**EXERCISE AIM:**
Reproduce the whole text on the Mid-Atlantic accent below, word for word.

During the early half of the 20th century, Mid-Atlantic classroom speech was designed, codified, and advocated by certain phoneticians and teachers in the U.S., linguistic prescriptivists who felt that it was the best or most proper way to speak English. According to voice and drama professor Dudley Knight, "its earliest advocates bragged that its chief quality was that no Americans actually spoke it unless educated to do so". During the period when Mid-Atlantic accents acquired cachet within the American entertainment industry, certain stage and film actors performed them in classical works or when undertaking serious, formal, or upper-class roles, while others adopted them more permanently in their public lives. After the mid-20th century, the accent became regarded as affected and is now rare.

==Terminology==
No consistent label exists for this type of speech, particularly in its own era. It has increasingly become known as a Mid-Atlantic accent, or Transatlantic accent, terms that refer to its perceived mixture of American and British features. In specifically theatrical contexts, it is also sometimes known by names like American Theatre Standard or American stage speech. Its promoters variously called it World (Standard) English, Good (American) Speech, Eastern (American) Standard, or simply Standard English.

[Mask labeling data]
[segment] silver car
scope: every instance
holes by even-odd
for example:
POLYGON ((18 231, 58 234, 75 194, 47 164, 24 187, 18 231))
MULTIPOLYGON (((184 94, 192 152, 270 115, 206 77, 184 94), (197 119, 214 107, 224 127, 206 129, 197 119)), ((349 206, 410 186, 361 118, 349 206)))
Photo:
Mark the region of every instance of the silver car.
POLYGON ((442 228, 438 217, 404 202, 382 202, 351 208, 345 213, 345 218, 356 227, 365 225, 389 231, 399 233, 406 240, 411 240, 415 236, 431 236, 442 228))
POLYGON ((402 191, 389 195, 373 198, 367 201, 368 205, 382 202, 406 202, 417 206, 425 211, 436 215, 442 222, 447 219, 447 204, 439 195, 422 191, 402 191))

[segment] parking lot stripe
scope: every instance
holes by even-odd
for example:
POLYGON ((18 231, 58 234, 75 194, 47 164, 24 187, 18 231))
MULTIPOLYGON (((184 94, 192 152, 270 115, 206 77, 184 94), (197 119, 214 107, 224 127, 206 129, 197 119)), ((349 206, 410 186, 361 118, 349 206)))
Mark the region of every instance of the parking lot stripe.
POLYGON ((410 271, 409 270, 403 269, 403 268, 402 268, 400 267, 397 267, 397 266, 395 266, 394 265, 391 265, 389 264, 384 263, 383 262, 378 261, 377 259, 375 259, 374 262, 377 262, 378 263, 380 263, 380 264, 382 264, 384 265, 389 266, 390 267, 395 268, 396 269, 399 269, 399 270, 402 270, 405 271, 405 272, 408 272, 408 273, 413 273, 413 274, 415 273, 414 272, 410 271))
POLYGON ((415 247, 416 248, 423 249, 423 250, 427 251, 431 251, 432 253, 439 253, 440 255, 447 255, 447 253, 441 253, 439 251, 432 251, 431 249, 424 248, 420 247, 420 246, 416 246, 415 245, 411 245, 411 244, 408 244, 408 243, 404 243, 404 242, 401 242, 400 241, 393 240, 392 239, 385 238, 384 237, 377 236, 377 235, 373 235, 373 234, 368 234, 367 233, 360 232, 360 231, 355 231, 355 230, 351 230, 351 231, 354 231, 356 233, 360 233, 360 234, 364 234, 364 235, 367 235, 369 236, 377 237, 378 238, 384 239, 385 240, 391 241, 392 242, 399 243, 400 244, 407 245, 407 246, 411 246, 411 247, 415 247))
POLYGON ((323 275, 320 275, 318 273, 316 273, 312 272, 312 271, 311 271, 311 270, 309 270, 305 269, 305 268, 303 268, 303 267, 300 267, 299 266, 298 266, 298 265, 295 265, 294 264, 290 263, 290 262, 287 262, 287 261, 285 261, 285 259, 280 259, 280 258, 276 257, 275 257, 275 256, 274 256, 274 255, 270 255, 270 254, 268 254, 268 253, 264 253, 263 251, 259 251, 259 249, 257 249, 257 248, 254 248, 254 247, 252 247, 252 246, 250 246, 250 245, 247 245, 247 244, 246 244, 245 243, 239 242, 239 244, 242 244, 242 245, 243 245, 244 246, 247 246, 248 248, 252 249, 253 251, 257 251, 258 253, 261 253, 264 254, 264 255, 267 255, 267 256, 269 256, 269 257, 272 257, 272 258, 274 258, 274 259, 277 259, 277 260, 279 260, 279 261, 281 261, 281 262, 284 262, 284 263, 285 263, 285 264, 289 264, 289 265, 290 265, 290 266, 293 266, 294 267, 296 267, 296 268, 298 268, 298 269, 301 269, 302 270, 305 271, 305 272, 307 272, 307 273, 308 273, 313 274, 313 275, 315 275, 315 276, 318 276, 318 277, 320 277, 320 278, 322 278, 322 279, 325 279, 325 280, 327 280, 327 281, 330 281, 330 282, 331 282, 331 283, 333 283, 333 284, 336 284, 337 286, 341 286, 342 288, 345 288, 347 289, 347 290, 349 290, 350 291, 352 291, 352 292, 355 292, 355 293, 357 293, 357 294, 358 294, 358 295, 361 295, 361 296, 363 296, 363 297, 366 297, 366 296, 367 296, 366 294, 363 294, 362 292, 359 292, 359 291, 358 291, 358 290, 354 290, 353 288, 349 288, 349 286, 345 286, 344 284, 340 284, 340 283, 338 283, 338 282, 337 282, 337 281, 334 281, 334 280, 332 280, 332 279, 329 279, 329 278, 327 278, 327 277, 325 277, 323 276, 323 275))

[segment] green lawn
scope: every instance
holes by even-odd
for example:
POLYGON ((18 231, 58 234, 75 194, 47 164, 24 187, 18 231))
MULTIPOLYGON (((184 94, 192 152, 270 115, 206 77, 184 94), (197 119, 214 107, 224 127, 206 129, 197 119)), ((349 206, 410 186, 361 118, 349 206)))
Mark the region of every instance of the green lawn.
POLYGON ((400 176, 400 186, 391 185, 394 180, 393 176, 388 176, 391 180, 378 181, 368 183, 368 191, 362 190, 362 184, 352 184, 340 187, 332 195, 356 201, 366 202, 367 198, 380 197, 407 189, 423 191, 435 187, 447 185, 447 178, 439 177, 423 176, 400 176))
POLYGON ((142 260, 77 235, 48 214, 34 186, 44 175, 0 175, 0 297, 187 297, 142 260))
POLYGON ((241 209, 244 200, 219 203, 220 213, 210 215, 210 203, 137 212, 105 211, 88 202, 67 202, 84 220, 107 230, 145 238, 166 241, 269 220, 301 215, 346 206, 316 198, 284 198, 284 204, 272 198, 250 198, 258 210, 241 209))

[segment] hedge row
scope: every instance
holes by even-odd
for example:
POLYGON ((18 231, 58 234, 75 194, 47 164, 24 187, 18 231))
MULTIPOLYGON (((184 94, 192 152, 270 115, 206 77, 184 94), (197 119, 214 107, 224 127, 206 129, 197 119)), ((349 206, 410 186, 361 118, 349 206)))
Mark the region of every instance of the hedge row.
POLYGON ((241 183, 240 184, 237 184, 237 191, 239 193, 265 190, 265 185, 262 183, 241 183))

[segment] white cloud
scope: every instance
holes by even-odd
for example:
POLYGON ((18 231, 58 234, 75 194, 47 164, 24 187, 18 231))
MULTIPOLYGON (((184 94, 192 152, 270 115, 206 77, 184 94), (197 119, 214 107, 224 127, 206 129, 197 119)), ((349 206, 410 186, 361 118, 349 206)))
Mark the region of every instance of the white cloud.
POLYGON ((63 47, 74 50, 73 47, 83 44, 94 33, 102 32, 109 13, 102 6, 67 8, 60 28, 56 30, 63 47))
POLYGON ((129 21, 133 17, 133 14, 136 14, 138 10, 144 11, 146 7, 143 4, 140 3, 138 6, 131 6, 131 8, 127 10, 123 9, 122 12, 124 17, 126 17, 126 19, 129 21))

**SOLUTION TO THE EXERCISE:**
During the early half of the 20th century, Mid-Atlantic classroom speech was designed, codified, and advocated by certain phoneticians and teachers in the U.S., linguistic prescriptivists who felt that it was the best or most proper way to speak English. According to voice and drama professor Dudley Knight, "its earliest advocates bragged that its chief quality was that no Americans actually spoke it unless educated to do so". During the period when Mid-Atlantic accents acquired cachet within the American entertainment industry, certain stage and film actors performed them in classical works or when undertaking serious, formal, or upper-class roles, while others adopted them more permanently in their public lives. After the mid-20th century, the accent became regarded as affected and is now rare.

==Terminology==
No consistent label exists for this type of speech, particularly in its own era. It has increasingly become known as a Mid-Atlantic accent, or Transatlantic accent, terms that refer to its perceived mixture of American and British features. In specifically theatrical contexts, it is also sometimes known by names like American Theatre Standard or American stage speech. Its promoters variously called it World (Standard) English, Good (American) Speech, Eastern (American) Standard, or simply Standard English.